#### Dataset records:
>> Begin

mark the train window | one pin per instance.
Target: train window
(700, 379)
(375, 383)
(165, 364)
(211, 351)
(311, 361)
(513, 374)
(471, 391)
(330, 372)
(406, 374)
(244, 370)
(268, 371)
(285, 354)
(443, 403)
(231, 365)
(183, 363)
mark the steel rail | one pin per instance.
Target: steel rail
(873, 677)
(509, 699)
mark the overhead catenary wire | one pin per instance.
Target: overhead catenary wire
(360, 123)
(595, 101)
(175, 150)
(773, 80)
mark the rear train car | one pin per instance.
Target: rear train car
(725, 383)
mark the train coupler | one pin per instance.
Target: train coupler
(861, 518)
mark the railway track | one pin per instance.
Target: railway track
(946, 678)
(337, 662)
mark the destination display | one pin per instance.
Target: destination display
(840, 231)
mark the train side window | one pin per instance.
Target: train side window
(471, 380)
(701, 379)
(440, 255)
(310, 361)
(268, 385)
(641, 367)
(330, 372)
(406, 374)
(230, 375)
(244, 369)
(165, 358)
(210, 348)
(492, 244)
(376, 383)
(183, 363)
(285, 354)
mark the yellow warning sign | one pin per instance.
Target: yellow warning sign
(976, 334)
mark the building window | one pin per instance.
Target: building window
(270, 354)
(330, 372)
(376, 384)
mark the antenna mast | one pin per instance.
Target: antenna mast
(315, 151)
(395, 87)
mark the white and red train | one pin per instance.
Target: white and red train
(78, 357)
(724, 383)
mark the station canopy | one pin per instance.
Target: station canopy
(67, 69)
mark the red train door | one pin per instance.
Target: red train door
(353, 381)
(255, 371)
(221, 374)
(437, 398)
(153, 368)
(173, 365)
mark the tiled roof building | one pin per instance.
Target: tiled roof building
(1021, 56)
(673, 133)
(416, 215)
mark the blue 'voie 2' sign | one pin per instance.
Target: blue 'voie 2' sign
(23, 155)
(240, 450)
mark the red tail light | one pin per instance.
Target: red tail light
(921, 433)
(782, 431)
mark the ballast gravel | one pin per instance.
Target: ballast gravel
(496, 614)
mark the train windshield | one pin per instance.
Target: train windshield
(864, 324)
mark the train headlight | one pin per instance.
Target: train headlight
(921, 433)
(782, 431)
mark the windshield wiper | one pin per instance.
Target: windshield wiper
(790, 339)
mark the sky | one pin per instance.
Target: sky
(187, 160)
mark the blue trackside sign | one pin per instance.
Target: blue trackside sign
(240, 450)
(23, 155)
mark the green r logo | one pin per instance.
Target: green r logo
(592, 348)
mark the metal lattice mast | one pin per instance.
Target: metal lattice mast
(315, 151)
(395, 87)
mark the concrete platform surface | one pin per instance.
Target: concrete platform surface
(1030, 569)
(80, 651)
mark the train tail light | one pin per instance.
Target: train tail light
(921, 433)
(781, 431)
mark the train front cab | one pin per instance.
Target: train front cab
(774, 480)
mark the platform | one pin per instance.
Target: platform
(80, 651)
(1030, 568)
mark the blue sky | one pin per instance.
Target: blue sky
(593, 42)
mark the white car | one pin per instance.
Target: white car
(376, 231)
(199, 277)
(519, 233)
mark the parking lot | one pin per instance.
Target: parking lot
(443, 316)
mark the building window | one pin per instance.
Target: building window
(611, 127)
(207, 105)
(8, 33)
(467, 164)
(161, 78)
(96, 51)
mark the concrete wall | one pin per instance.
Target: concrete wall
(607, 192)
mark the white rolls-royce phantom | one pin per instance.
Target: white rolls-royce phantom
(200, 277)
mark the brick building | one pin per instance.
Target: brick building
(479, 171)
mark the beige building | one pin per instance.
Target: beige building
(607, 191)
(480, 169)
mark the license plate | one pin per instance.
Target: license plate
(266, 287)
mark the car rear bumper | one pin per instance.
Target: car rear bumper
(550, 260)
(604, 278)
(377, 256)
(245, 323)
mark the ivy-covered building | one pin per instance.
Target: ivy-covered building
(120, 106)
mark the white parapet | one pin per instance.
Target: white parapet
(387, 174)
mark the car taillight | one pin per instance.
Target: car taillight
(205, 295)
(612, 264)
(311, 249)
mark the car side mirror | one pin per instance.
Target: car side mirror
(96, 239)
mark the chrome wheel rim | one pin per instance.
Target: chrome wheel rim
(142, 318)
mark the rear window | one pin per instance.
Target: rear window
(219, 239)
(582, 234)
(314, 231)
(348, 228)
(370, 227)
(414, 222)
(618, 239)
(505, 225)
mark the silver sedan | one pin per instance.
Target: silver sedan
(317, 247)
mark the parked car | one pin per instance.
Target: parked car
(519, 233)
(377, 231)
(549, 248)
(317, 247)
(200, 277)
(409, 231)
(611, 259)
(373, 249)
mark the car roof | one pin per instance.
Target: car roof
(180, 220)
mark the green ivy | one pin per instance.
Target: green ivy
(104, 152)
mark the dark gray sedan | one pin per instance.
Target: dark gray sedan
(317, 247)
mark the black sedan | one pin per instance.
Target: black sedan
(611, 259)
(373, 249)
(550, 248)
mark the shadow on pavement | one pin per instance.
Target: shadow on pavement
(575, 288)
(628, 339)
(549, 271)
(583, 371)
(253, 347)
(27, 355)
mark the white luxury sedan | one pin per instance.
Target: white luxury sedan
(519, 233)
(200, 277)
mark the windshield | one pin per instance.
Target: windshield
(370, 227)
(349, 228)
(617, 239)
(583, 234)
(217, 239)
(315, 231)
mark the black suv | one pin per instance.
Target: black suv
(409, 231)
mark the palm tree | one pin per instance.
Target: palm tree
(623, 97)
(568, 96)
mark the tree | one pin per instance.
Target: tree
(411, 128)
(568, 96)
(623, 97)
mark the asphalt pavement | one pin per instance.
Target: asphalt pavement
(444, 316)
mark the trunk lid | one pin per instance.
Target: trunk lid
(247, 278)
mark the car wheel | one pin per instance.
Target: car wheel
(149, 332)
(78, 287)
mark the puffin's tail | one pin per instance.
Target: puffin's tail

>> End

#### Required work:
Give every line of the listing above as a JSON list of strings, one string per line, leaving out any blank lines.

#### Exercise result:
[
  "mark the train window | one pin per instance.",
  "Target: train window",
  "(700, 379)",
  "(375, 383)",
  "(165, 364)",
  "(211, 351)",
  "(311, 361)",
  "(513, 374)",
  "(471, 391)",
  "(330, 372)",
  "(406, 374)",
  "(244, 370)",
  "(268, 371)",
  "(285, 354)",
  "(443, 403)",
  "(231, 365)",
  "(183, 363)",
  "mark the steel rail | one pin per instance.",
  "Target: steel rail",
  "(873, 677)",
  "(509, 699)",
  "mark the overhead catenary wire | one pin per instance.",
  "Target: overhead catenary wire",
  "(360, 123)",
  "(595, 101)",
  "(175, 150)",
  "(773, 80)",
  "mark the rear train car | one pin per instance.",
  "Target: rear train car",
  "(725, 383)",
  "mark the train coupler | one pin per instance.",
  "Target: train coupler",
  "(861, 518)",
  "mark the railway track | one pin per instance.",
  "Target: railway track",
  "(946, 678)",
  "(337, 662)",
  "mark the destination display | one pin per instance.",
  "Target: destination display",
  "(840, 231)",
  "mark the train side window | one pin per instance.",
  "Target: train side window",
  "(471, 380)",
  "(701, 379)",
  "(440, 255)",
  "(310, 361)",
  "(268, 385)",
  "(641, 367)",
  "(330, 372)",
  "(406, 374)",
  "(230, 375)",
  "(244, 369)",
  "(165, 358)",
  "(210, 348)",
  "(492, 244)",
  "(376, 383)",
  "(183, 363)",
  "(285, 354)",
  "mark the yellow warning sign | one pin per instance.",
  "Target: yellow warning sign",
  "(976, 334)",
  "mark the building window | one pin per instance.",
  "Target: building window",
  "(270, 354)",
  "(330, 372)",
  "(376, 384)",
  "mark the antenna mast | one pin per instance.",
  "Target: antenna mast",
  "(315, 151)",
  "(395, 87)",
  "mark the white and red train | one pin per instance.",
  "Target: white and red train",
  "(78, 357)",
  "(724, 383)",
  "mark the station canopy | one pin per instance.",
  "Target: station canopy",
  "(67, 69)",
  "mark the red train door | one pin per instance.",
  "Target: red train door",
  "(353, 381)",
  "(255, 371)",
  "(221, 374)",
  "(437, 398)",
  "(153, 368)",
  "(173, 365)",
  "mark the tiled roof building | one pin per instance.",
  "Target: tiled roof building",
  "(1021, 56)",
  "(673, 133)",
  "(416, 215)",
  "mark the blue 'voie 2' sign | one pin per instance.",
  "Target: blue 'voie 2' sign",
  "(23, 155)",
  "(240, 450)",
  "mark the red tail light | one pin per instance.",
  "Target: red tail light",
  "(921, 433)",
  "(782, 431)",
  "mark the ballast gravel | one pin per instance.",
  "Target: ballast gravel",
  "(496, 614)",
  "mark the train windshield | one pin per instance.",
  "Target: train windshield",
  "(864, 324)",
  "mark the train headlight | one pin per instance.",
  "Target: train headlight",
  "(921, 433)",
  "(782, 431)",
  "mark the windshield wiper | one pin per instance.",
  "Target: windshield wiper",
  "(790, 339)",
  "mark the sky | one pin per instance.",
  "Target: sky",
  "(187, 160)",
  "mark the blue trackside sign | one pin per instance.",
  "Target: blue trackside sign",
  "(240, 450)",
  "(23, 155)",
  "mark the green r logo | one pin per instance.",
  "Target: green r logo",
  "(592, 348)",
  "mark the metal lattice mast | one pin per instance.",
  "Target: metal lattice mast",
  "(315, 151)",
  "(395, 87)",
  "mark the concrete platform surface | one pin per instance.",
  "Target: concrete platform surface",
  "(1030, 569)",
  "(80, 651)",
  "mark the train tail light | one pin per instance.",
  "Target: train tail light",
  "(921, 433)",
  "(781, 431)",
  "mark the train front cab | one pin per instance.",
  "Target: train front cab",
  "(774, 480)",
  "mark the platform | one pin per instance.",
  "Target: platform",
  "(80, 651)",
  "(1030, 568)",
  "mark the blue sky | one pin per instance.",
  "Target: blue sky",
  "(593, 42)",
  "mark the white car | one pin per instance.",
  "Target: white car",
  "(376, 231)",
  "(199, 277)",
  "(519, 233)",
  "mark the parking lot | one pin per instance.",
  "Target: parking lot",
  "(443, 316)",
  "mark the building window | one pin per instance.",
  "Target: building window",
  "(611, 127)",
  "(207, 105)",
  "(8, 33)",
  "(467, 164)",
  "(161, 78)",
  "(96, 51)",
  "mark the concrete wall | one pin per instance.",
  "Target: concrete wall",
  "(607, 192)",
  "mark the white rolls-royce phantom | one pin per instance.",
  "Target: white rolls-royce phantom",
  "(200, 277)",
  "mark the brick building | one pin per instance.",
  "Target: brick building",
  "(479, 171)",
  "mark the beige building | one pin per instance.",
  "Target: beige building",
  "(607, 191)",
  "(480, 169)",
  "mark the license plate | one pin per instance.",
  "Target: license plate",
  "(266, 287)",
  "mark the car rear bumper | one pin per instance.",
  "Target: car rear bumper",
  "(550, 260)",
  "(604, 278)",
  "(377, 256)",
  "(245, 323)",
  "mark the ivy-covered building | one pin per instance.",
  "Target: ivy-covered building",
  "(120, 106)",
  "mark the white parapet | one pin per instance.",
  "Target: white parapet",
  "(387, 174)",
  "mark the car taillight | one pin per instance.",
  "Target: car taillight",
  "(205, 295)",
  "(612, 264)",
  "(311, 249)",
  "mark the car side mirror | one pin per instance.",
  "Target: car side mirror",
  "(96, 239)",
  "mark the chrome wheel rim | one pin per instance.",
  "Target: chrome wheel rim",
  "(142, 318)",
  "mark the rear window | one pin per instance.",
  "Target: rear window",
  "(219, 239)",
  "(582, 234)",
  "(314, 231)",
  "(348, 228)",
  "(370, 227)",
  "(414, 222)",
  "(618, 239)",
  "(505, 225)",
  "mark the silver sedan | one pin per instance.",
  "Target: silver sedan",
  "(317, 247)",
  "mark the parked car | one pin per instance.",
  "Target: parked car",
  "(519, 233)",
  "(377, 231)",
  "(549, 248)",
  "(317, 247)",
  "(200, 277)",
  "(409, 231)",
  "(611, 259)",
  "(373, 249)",
  "mark the car roof | one pin per instance.",
  "Target: car roof",
  "(180, 220)",
  "mark the green ivy | one pin per instance.",
  "Target: green ivy",
  "(104, 152)",
  "mark the dark gray sedan | one pin per instance.",
  "Target: dark gray sedan",
  "(317, 247)",
  "mark the black sedan | one pin per instance.",
  "Target: black sedan",
  "(611, 259)",
  "(373, 249)",
  "(550, 248)",
  "mark the shadow on pavement | one pin per instance.",
  "Target: shadow on pavement",
  "(575, 288)",
  "(628, 339)",
  "(549, 271)",
  "(583, 371)",
  "(253, 347)",
  "(27, 355)",
  "mark the white luxury sedan | one pin per instance.",
  "Target: white luxury sedan",
  "(519, 233)",
  "(200, 277)",
  "mark the windshield | one pin per instance.",
  "Target: windshield",
  "(370, 227)",
  "(349, 228)",
  "(617, 239)",
  "(583, 234)",
  "(217, 239)",
  "(315, 231)",
  "mark the black suv | one pin per instance.",
  "Target: black suv",
  "(409, 231)",
  "mark the palm tree | one pin per instance.",
  "Target: palm tree",
  "(623, 97)",
  "(568, 96)",
  "mark the tree | one pin per instance.",
  "Target: tree",
  "(411, 128)",
  "(568, 96)",
  "(623, 97)",
  "mark the asphalt pavement | one pin per instance.",
  "Target: asphalt pavement",
  "(444, 316)",
  "mark the trunk lid | one pin per instance.",
  "Target: trunk lid",
  "(247, 278)",
  "mark the car wheel | one pin per instance.",
  "Target: car wheel",
  "(149, 332)",
  "(78, 287)",
  "mark the puffin's tail | one pin per instance.",
  "Target: puffin's tail"
]